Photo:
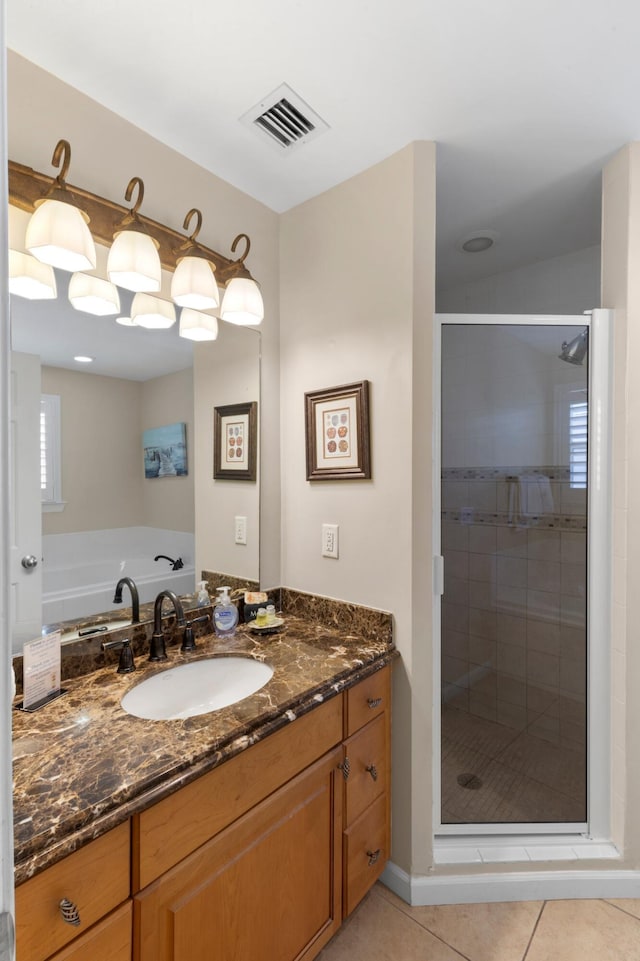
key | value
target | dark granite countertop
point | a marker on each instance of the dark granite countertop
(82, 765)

* * *

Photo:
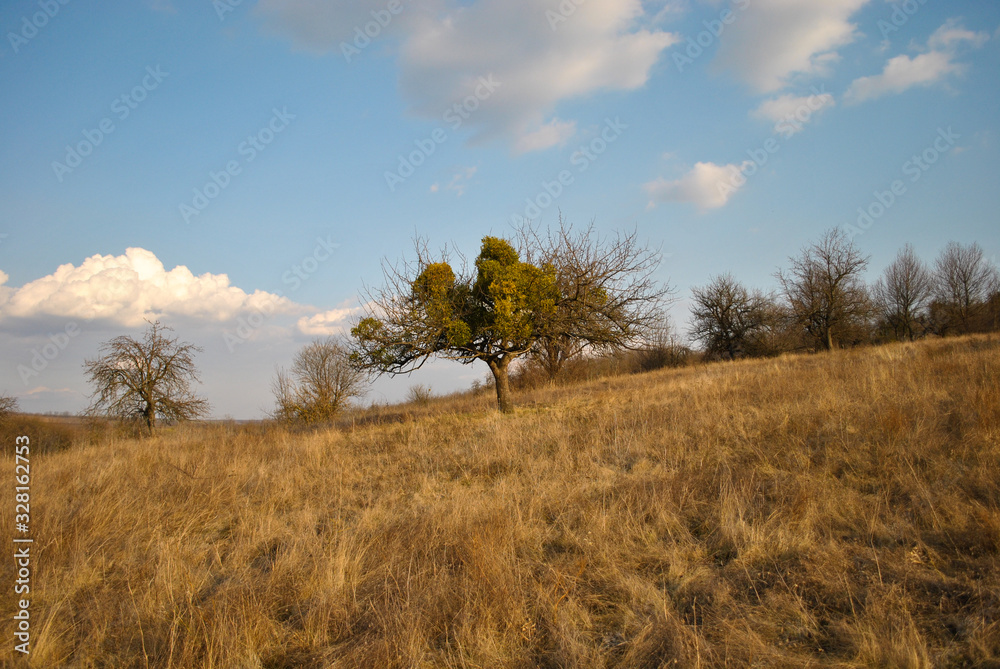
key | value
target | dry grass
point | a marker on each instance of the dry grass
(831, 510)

[LE TUE ISTRUZIONI]:
Individua nei record qui sopra ogni riga che contiene la parola "each" e trascrivila.

[RISPOSTA]:
point | a marker on each instance of the dark granite countertop
point | a marker on each instance of the dry grass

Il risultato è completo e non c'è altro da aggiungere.